>>>

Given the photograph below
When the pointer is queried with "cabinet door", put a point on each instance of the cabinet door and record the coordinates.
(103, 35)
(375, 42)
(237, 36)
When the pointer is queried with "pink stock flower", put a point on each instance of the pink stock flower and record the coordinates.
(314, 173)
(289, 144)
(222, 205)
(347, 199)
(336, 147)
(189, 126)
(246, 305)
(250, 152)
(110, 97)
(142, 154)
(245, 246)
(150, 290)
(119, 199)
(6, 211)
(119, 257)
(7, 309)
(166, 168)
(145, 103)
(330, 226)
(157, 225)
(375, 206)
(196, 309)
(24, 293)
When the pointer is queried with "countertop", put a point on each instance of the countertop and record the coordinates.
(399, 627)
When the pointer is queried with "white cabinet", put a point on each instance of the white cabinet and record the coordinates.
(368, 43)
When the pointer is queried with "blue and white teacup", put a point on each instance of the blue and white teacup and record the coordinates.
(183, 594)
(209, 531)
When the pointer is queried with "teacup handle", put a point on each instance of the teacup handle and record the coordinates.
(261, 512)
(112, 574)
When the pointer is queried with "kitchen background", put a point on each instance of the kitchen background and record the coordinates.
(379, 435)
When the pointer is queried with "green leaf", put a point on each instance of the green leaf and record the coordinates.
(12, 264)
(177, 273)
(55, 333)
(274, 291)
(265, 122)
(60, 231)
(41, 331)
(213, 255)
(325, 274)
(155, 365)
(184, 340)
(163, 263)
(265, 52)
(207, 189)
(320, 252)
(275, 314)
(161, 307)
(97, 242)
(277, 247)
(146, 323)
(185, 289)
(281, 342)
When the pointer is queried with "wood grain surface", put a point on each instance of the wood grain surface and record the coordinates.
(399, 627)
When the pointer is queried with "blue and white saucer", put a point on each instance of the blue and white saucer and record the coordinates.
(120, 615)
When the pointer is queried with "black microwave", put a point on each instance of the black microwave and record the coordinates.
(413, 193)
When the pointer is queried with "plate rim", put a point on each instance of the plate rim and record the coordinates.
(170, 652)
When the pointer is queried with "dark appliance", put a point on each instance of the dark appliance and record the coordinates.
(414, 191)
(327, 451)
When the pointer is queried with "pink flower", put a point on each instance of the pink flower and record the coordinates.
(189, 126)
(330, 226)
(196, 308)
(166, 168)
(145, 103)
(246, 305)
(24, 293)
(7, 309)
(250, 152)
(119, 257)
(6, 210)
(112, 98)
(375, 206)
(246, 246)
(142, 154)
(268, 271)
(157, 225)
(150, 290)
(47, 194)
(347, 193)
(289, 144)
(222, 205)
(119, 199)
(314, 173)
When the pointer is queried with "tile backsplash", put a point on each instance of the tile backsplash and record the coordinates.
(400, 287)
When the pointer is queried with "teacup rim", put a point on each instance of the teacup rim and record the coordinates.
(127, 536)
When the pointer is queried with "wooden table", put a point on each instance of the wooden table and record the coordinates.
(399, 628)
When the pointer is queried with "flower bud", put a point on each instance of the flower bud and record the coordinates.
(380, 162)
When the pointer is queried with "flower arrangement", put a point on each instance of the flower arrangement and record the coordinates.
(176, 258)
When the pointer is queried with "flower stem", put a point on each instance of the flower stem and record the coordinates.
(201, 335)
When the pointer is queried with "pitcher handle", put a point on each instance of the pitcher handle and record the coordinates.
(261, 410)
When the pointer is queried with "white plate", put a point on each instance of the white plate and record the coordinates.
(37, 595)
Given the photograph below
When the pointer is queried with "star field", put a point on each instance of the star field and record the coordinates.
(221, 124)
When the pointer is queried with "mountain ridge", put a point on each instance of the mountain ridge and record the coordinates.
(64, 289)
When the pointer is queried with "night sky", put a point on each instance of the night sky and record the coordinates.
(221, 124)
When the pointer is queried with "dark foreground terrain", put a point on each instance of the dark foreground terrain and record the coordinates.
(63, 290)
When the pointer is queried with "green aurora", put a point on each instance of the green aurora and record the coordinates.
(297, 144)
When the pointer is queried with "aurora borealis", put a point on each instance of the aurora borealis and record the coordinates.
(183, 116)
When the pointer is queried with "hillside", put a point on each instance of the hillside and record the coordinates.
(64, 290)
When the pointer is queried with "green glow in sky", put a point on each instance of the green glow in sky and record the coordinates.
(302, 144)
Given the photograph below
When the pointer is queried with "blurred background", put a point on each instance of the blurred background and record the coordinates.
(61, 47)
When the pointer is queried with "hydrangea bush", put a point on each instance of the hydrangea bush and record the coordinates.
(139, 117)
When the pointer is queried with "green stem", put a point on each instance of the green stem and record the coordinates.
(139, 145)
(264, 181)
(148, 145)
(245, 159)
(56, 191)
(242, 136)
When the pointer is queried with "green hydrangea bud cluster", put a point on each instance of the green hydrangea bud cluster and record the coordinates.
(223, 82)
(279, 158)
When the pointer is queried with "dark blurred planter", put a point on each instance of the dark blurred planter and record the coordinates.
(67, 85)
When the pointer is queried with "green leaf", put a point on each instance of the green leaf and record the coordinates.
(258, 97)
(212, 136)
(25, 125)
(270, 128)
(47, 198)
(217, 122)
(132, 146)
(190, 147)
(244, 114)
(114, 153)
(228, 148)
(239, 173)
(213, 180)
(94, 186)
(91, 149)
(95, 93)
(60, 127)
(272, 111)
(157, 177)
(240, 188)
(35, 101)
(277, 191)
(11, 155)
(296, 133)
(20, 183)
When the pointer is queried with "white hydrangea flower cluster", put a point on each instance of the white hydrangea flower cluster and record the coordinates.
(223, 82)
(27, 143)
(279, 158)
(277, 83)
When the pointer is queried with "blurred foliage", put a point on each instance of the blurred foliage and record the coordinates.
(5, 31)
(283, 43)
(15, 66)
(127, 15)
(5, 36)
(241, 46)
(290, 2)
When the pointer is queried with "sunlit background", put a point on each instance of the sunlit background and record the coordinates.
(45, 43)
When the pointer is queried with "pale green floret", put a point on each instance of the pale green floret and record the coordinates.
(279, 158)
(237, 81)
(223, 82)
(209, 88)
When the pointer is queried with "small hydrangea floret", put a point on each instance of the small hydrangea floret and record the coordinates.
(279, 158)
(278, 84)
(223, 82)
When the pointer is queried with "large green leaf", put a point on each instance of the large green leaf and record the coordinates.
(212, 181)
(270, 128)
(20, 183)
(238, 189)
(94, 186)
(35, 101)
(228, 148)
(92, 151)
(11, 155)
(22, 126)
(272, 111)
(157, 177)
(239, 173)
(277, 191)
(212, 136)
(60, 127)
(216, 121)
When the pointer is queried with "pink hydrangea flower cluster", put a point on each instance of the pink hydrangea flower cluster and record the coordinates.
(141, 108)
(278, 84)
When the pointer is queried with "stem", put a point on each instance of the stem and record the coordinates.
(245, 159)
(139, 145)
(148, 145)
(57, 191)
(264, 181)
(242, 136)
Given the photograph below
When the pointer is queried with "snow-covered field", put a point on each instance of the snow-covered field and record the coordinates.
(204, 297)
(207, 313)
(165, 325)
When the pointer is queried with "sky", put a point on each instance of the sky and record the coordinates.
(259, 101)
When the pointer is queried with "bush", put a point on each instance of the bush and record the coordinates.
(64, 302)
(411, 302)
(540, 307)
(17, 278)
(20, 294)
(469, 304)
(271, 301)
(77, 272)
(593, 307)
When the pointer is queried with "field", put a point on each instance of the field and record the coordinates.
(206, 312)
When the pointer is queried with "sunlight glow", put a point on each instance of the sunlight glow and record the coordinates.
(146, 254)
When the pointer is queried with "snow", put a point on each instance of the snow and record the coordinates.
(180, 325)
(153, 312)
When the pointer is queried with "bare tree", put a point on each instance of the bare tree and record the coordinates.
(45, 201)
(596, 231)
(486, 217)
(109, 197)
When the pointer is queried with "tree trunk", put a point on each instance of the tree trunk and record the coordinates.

<<<

YOUR GOAL » For this exercise, transcribe all the records exactly.

RESULT OF THE EXERCISE »
Given the photograph below
When the pointer is queried with "cabinet door", put a point on each instance of the cabinet door and record the coordinates.
(103, 35)
(375, 42)
(237, 36)
When the pointer is queried with "pink stock flower", put a point on each instance of the pink stock flower and record the coordinates.
(314, 173)
(289, 144)
(222, 205)
(347, 199)
(336, 147)
(189, 126)
(246, 305)
(250, 152)
(110, 97)
(142, 154)
(245, 246)
(150, 290)
(119, 199)
(6, 211)
(119, 257)
(7, 309)
(166, 168)
(145, 103)
(330, 226)
(157, 225)
(375, 206)
(196, 309)
(24, 293)
When the pointer is queried with "countertop", put a point on each instance of the countertop and record the coordinates.
(399, 627)
When the pointer is queried with "white cabinet", put a point on each instance of the white cabinet and record the coordinates.
(368, 43)
When the pointer is queried with "blue and white teacup", put a point on each instance of the blue and white teacup and record the coordinates.
(183, 594)
(209, 531)
When the pointer is queried with "teacup handle", put a point on each instance of the teacup handle and record the coordinates.
(261, 512)
(112, 574)
When the pointer is queried with "kitchen background", put a point on each instance of the kitchen background and record the coordinates.
(379, 435)
When the pointer is queried with "green leaf", put a point on each instance of the green leaf and record the coordinates.
(12, 264)
(177, 273)
(55, 333)
(274, 291)
(265, 122)
(60, 231)
(41, 331)
(213, 255)
(325, 274)
(155, 365)
(184, 340)
(163, 263)
(265, 52)
(207, 189)
(320, 252)
(275, 314)
(161, 307)
(97, 242)
(277, 247)
(146, 323)
(185, 289)
(281, 342)
When the pointer is queried with "wood grain surface", put a point on each instance of the wood grain surface and record the coordinates.
(399, 627)
When the pointer is queried with "blue and white saucer", put a point on each instance of the blue and white saucer and record the coordinates.
(120, 615)
When the pointer is queried with "black microwave", put a point on each instance of the black microwave and record the coordinates.
(413, 193)
When the pointer is queried with "plate rim", put a point on each instance of the plate rim and record the coordinates.
(170, 652)
When the pointer is queried with "dark appliance", put a point on each instance of the dark appliance and record the coordinates.
(414, 191)
(327, 451)
When the pointer is queried with "pink flower", put a point on each instance of the pink flower and record the coordinates.
(189, 126)
(330, 226)
(196, 308)
(166, 168)
(145, 103)
(246, 305)
(24, 293)
(7, 309)
(250, 152)
(119, 257)
(6, 210)
(112, 98)
(375, 206)
(246, 246)
(142, 154)
(268, 271)
(157, 225)
(150, 290)
(47, 194)
(347, 193)
(289, 144)
(222, 205)
(119, 199)
(314, 173)
When the pointer is queried with "tile backsplash", put a point on each instance of the tile backsplash and record the coordinates.
(400, 287)
When the pointer is queried with "teacup rim", put a point on each instance of the teacup rim and record the coordinates.
(127, 536)
When the pointer is queried with "wooden table", put a point on each instance of the wooden table and record the coordinates.
(399, 628)
When the pointer is queried with "flower bud", put a point on each instance of the flower bud and record the coordinates.
(380, 162)
When the pointer is queried with "flower arrangement", put a point on each instance of the flower arrangement and record the coordinates.
(176, 258)
When the pointer is queried with "flower stem", put a point on each instance of the flower stem and record the coordinates.
(201, 335)
When the pointer is queried with "pitcher handle", put a point on each instance of the pitcher handle and record the coordinates.
(261, 410)
When the pointer is queried with "white plate", put a point on each instance of the white plate and record the coordinates.
(37, 595)
Given the photograph below
When the pointer is queried with "star field", put a point on each instance of the star field and record the coordinates.
(221, 124)
When the pointer is queried with "mountain ridge", put a point on each instance of the mountain ridge and record the coordinates.
(64, 289)
When the pointer is queried with "night sky", put a point on each instance of the night sky and record the coordinates.
(221, 124)
When the pointer is queried with "dark foreground terrain", put a point on each instance of the dark foreground terrain and record the coordinates.
(63, 290)
When the pointer is queried with "green aurora", put a point on each instance of the green aurora and record the coordinates.
(297, 144)
When the pointer is queried with "aurora borealis", put a point on each instance of the aurora borealis and record the coordinates.
(183, 116)
When the pointer is queried with "hillside", put a point on each instance of the hillside and record the coordinates.
(64, 290)
When the pointer is queried with "green glow in sky", put a point on each instance of the green glow in sky and record the coordinates.
(302, 144)
Given the photograph below
When the pointer is queried with "blurred background", put a point on each instance of the blurred background and record the coordinates.
(61, 47)
When the pointer is queried with "hydrangea bush", put a point on each instance of the hydrangea bush and record the coordinates.
(139, 117)
When the pointer is queried with "green stem", put a point on each instance of the green stem and record the coordinates.
(139, 145)
(264, 181)
(148, 145)
(245, 159)
(56, 191)
(242, 136)
When the pointer is queried with "green hydrangea bud cluster", put a point on each instance of the green hydrangea bud cluster and record the coordinates.
(223, 82)
(279, 158)
When the pointer is queried with "dark blurred planter", put a point on each instance of the dark blurred planter and record the coordinates.
(67, 85)
When the pointer is queried with "green leaf", put a point on each instance of the green leaf and record the coordinates.
(258, 97)
(212, 136)
(25, 125)
(270, 128)
(47, 198)
(217, 122)
(132, 146)
(190, 147)
(244, 114)
(114, 153)
(228, 148)
(239, 173)
(213, 180)
(94, 186)
(91, 149)
(95, 93)
(60, 127)
(272, 111)
(157, 177)
(240, 188)
(35, 101)
(277, 191)
(11, 155)
(296, 133)
(20, 183)
When the pointer is queried with "white hydrangea flower cluster", put a point on each instance of the white hydrangea flower cluster and record the coordinates.
(223, 82)
(27, 143)
(279, 158)
(277, 83)
When the pointer is queried with "blurred foliage", put a point on each instance of the blurred foliage and record the coordinates.
(5, 31)
(283, 43)
(15, 66)
(127, 15)
(5, 36)
(241, 46)
(290, 2)
When the pointer is queried with "sunlit background", put a point on each instance of the sunlit background and record the coordinates.
(45, 43)
When the pointer is queried with "pale green floret", put a point on each instance of the pale green floret and record the coordinates.
(279, 158)
(237, 81)
(223, 82)
(209, 88)
When the pointer is queried with "small hydrangea floret", put a point on each instance of the small hydrangea floret and record the coordinates.
(279, 158)
(278, 84)
(223, 82)
When the pointer is queried with "large green leaf", put a point on each instance of the large green leaf and record the coordinates.
(212, 181)
(270, 128)
(20, 183)
(238, 189)
(94, 186)
(35, 101)
(228, 148)
(92, 151)
(11, 155)
(22, 126)
(272, 111)
(157, 177)
(239, 173)
(277, 191)
(212, 136)
(60, 127)
(216, 121)
When the pointer is queried with "pink hydrangea flower cluster", put a point on each instance of the pink hydrangea flower cluster and record the coordinates.
(141, 108)
(278, 84)
When the pointer is queried with "stem", put a point on each instance of the stem and record the coordinates.
(245, 159)
(139, 145)
(148, 145)
(57, 191)
(264, 181)
(242, 136)
Given the photograph below
When the pointer is queried with "snow-covered field", put a point on each instance of the snow-covered field and record the coordinates.
(204, 297)
(207, 313)
(165, 325)
When the pointer is queried with "sky", put a point on each instance of the sky and record the coordinates.
(259, 101)
When the pointer is queried with "bush", put a point on each instance of the bush and record the coordinates.
(64, 302)
(411, 302)
(540, 307)
(17, 278)
(20, 294)
(469, 304)
(271, 301)
(77, 272)
(593, 307)
When the pointer is queried with "field", put a point on each instance of the field and record the coordinates.
(206, 312)
When the pointer is queried with "sunlight glow", put a point on each instance of the sunlight glow and record the coordinates.
(146, 254)
When the pointer is queried with "snow", put a point on each instance of the snow and record the coordinates.
(180, 325)
(153, 312)
When the pointer is queried with "bare tree", put a point on each instance of the bare tree and record the coordinates.
(45, 201)
(596, 231)
(486, 217)
(109, 197)
When the pointer is queried with "tree trunk", put a point on each instance of the tree trunk and record the coordinates.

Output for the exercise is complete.